Equation (1) expresses a standard error rather than a standard deviation. The same applies for equation (8), behind Z. The reviewer could not see an immediate problem, as the factor n is captured, but the notions should be used in the right way in order to avoid confusion.

Actually, the use of PLP for _measured_ packet loss "probabilities" is confusing. Apart from the fact that probabilities cannot be measured, only estimated, it might be helpful to flag the nature of the data in the name, e.g. call it "Packet Loss Ratio" (PLR). BTW, having 800+/-400 packet volleys à 20 packets (i.e. 8e3 to 2e4) to reliably estimate PLP (rather PLR) in the order of 1e-4..1e-3 sounds rather courageous in itself (and demonstrating the implications of this is probably one of the main messages of the manuscript, right?).

There is another concern when it comes to the use of netem for low PLP values. According the experience of the reviewer, shapers are all but working in an optimal way (unfortunately, s/he cannot give references, as that might reveal her/his identity). The smaller the (configured) PLP becomes, the greater the deviation between PLP and (actual) PLR might become. It would be interesting to know how strong this effect impacts the results -- i.e. not only the sampling, but even the generation of the loss is suboptimal.

Equation (4): it might be worthwhile to even test a multiplicative approach, and compare to the additive approach.

It would be nice to incorporate the units right into equations (5) (Jitter => Jitter/ms). The same goes for Tables 2 and 3.

Equation (7): why is it given if it is not used at all?

Figures 4-7 deserve more explanations. How much of the "big bump" between PLP/PLR (?) values of 1e-4 and 1e-3 can be attributed to perception, how much to samling issues and how much to shaper (mal-)function? It would be helpful to explain the curves together with the absolute average QoE (= MOS) values, or -- maybe even better -- take a look at the QoE distributions for the different settings. BTW, there is a very interesting paper "SOS: The MOS is not enough" by Hossfeld et al., discussing on the standard deviation of opinion scores, which is maximal in the middle of the scale and (naturally) reduced towards the edges.

The related work on network measurement techniques (second-to-last paragraph in Section 2) is limited/biased towards one co-author's own work.

▸ **Provided material**:
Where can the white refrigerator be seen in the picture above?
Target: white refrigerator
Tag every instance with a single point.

▸ **Set tasks**:
a. Extract the passage of the review from "Equation (7): why" up to and including "towards the edges.".
b. What name does the review propose for the measured packet loss values?
The material has nothing to do with the review.

▸ **Answers to each task**:
a.
Equation (7): why is it given if it is not used at all?

Figures 4-7 deserve more explanations. How much of the "big bump" between PLP/PLR (?) values of 1e-4 and 1e-3 can be attributed to perception, how much to samling issues and how much to shaper (mal-)function? It would be helpful to explain the curves together with the absolute average QoE (= MOS) values, or -- maybe even better -- take a look at the QoE distributions for the different settings. BTW, there is a very interesting paper "SOS: The MOS is not enough" by Hossfeld et al., discussing on the standard deviation of opinion scores, which is maximal in the middle of the scale and (naturally) reduced towards the edges.

b. "Packet Loss Ratio" (PLR).